(Records for the exercise):
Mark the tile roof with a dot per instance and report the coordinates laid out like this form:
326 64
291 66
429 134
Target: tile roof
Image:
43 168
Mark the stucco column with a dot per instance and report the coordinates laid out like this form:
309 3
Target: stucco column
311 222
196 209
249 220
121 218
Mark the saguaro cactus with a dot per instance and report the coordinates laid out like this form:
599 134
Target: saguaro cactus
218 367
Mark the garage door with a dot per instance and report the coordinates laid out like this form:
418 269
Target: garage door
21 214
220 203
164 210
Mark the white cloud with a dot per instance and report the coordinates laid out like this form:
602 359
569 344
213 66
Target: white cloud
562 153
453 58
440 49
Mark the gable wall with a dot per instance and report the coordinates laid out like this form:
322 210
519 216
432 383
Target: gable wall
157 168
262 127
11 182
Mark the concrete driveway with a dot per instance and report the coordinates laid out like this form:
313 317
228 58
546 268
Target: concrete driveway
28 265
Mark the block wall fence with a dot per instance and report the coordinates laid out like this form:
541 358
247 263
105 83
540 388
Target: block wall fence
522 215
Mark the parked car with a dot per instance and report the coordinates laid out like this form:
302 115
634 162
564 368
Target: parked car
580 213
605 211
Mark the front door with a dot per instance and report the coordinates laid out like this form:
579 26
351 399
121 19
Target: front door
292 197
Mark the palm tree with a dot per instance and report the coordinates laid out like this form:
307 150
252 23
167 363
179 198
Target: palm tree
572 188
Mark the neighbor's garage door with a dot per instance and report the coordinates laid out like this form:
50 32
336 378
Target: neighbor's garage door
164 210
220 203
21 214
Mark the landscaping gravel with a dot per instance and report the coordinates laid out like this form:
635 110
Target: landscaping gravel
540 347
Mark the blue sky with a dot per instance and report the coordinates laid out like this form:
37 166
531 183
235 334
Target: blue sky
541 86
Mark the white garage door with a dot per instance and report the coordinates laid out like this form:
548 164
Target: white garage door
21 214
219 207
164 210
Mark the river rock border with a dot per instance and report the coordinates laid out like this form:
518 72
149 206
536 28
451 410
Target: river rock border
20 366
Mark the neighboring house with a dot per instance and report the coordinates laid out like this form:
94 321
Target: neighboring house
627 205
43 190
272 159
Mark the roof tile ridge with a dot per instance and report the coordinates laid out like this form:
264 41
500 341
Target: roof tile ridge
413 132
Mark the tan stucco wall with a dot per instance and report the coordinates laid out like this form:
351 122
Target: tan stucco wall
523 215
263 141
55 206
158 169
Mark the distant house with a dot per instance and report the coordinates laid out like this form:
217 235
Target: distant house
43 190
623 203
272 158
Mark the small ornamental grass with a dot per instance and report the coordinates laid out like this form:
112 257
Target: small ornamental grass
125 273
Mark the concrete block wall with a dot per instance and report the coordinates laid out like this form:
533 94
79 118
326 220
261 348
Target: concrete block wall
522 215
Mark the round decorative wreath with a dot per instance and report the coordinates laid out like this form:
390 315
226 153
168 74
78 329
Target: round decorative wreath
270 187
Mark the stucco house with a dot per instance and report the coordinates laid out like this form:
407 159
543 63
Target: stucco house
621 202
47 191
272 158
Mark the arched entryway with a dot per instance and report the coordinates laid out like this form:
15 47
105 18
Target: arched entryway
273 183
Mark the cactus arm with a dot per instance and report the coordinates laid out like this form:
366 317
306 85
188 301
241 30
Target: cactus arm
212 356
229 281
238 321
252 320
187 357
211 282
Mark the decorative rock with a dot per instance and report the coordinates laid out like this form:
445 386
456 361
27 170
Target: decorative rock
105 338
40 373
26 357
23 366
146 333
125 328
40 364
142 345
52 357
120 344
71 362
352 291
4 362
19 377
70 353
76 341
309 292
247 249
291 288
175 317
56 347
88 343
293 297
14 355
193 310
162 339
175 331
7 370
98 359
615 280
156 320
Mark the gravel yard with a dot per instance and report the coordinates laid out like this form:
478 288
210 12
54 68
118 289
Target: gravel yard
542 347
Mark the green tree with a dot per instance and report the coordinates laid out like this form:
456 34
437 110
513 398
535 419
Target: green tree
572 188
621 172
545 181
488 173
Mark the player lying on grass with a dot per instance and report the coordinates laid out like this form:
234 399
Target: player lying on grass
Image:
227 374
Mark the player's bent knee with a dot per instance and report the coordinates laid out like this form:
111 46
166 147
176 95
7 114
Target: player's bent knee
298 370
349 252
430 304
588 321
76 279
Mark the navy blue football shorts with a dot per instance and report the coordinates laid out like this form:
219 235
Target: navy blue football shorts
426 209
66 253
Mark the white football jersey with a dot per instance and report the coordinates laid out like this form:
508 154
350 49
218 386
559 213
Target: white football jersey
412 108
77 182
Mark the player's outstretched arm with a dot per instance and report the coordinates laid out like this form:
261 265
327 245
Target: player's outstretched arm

(To be done): Transcribe the material above word for word.

(Exercise output):
Mark the tile roof with a dot per instance and report the coordinates laid out like this form:
326 64
291 66
429 134
Target: tile roof
Image:
43 168
Mark the stucco column with a dot per instance and report the coordinates laid out like this form:
309 3
Target: stucco column
311 222
196 209
249 220
121 218
Mark the saguaro cactus with a dot per instance and report the coordinates laid out like this form:
599 134
Target: saguaro cactus
218 367
Mark the garage door with a dot per instance and report the coordinates laid out like this form:
418 269
Target: garage door
21 214
220 203
164 210
Mark the white cloud with a dot per instance and report the coordinates laid out like this form:
602 359
569 344
213 66
Target: white cloud
562 153
453 58
440 49
Mark the gable wall with a dot per instance and report the coordinates laid out like this form:
322 210
519 216
432 383
Target: gable wall
157 168
262 127
11 182
Mark the concrete driveway with a dot per instance and report the coordinates laid out like this form:
313 317
228 58
546 268
Target: concrete driveway
28 265
Mark the block wall fence with a dot per instance and report the coordinates laid out like this form:
541 358
247 263
105 83
540 388
Target: block wall fence
522 215
Mark the parked car with a dot per instance and report the coordinates laid out like this form:
302 115
634 162
564 368
Target: parked car
580 213
605 211
Mark the front door with a dot per instance and report the coordinates laid out like this form:
579 26
351 399
121 19
Target: front door
292 197
Mark the palm tree with a dot per instance and report the coordinates laid out like this form:
307 150
252 23
167 363
179 198
Target: palm tree
572 188
Mark the neighbor's garage door with a dot per instance and report the coordinates laid out like this form:
50 32
336 378
Target: neighbor's garage door
164 210
220 203
21 214
Mark the landscaping gravel with a dot per instance and report the coordinates laid out like this form:
635 110
Target: landscaping gravel
540 347
Mark the blue sky with a dot per instance and report the coordinates laid out like this form:
37 166
531 183
235 334
Target: blue sky
541 86
Mark the white garage door with a dot per instance and report the coordinates laid out like this form:
548 164
Target: white garage door
21 214
219 207
164 210
Mark the river rock border with a dot per instance and report the coordinates laid out like this form:
518 72
149 206
536 28
451 410
Target: river rock border
20 366
Mark the neighboring house with a dot per instance and report the coordinates laid out like this form:
94 321
Target: neighboring house
627 205
43 190
272 159
Mark the roof tile ridge with a dot per instance and report the coordinates laid out like this form:
264 41
500 341
Target: roof tile ridge
413 132
Mark the tan stucco wall with a dot per instance and report the coordinates laid out like this form:
351 122
Target: tan stucco wall
523 215
263 141
55 206
158 169
Mark the distant house with a dot per instance and report the coordinates laid out like this form:
217 235
Target: distant house
43 190
623 203
272 158
Mark the small ornamental grass with a dot per instance and report the coordinates laid out like this form:
112 257
Target: small ornamental grass
125 273
Mark the concrete block wall with a dot per instance and report the coordinates laid out like this form:
533 94
79 118
326 220
261 348
Target: concrete block wall
522 215
Mark the round decorative wreath with a dot per instance and report the coordinates laid out like this form:
390 315
226 153
168 74
78 329
Target: round decorative wreath
270 187
Mark the stucco house with a dot per instance and report the coordinates laid out like this form:
407 159
543 63
Target: stucco house
621 202
47 191
272 158
Mark the arched entryway with a dot per instance and report the coordinates laid out like this form:
15 47
105 18
Target: arched entryway
273 183
Mark the cactus arm with a dot per instance and report the coordinates laid out like this form:
366 317
306 85
188 301
241 30
Target: cactus arm
212 356
229 281
238 321
252 320
187 357
211 282
Mark the decorative rock with a dot per instance and report the coordinates laid out like this form:
445 386
456 361
27 170
Target: decorative rock
105 338
40 373
26 357
23 366
146 333
125 328
40 364
142 345
52 357
120 344
71 362
352 291
4 362
19 377
70 353
76 341
309 292
247 249
291 288
175 317
56 347
88 343
293 297
14 355
193 310
162 339
175 331
7 370
98 359
615 280
156 320
Mark the gravel yard with a dot per instance and report the coordinates laid out like this form:
478 288
210 12
54 68
118 289
Target: gravel yard
542 347
Mark the green tree with a dot per instance and report the coordinates laid out like this form:
456 34
437 110
513 398
535 419
Target: green tree
572 188
621 172
545 181
488 173
Mark the player lying on grass with a dot per instance and report the coordinates laid out like this form:
234 399
Target: player lying on grass
Image:
227 374
Mark the player's bent knee with a dot per instance and report the coordinates laid out like this form:
111 46
166 147
176 95
7 114
Target: player's bent knee
298 370
349 252
430 304
588 321
76 279
Mark the navy blue football shorts with a dot per instance and report the coordinates laid out like this form:
219 235
Target: navy blue football shorts
426 209
66 253
Mark the white football jersey with a dot per instance and report the coordinates laid out like this form:
508 154
350 49
218 386
559 213
Target: white football jersey
412 108
77 182
Mark the player's outstretched arm with a dot per instance and report the coordinates laid out like this form:
261 265
327 245
Target: player's outstretched arm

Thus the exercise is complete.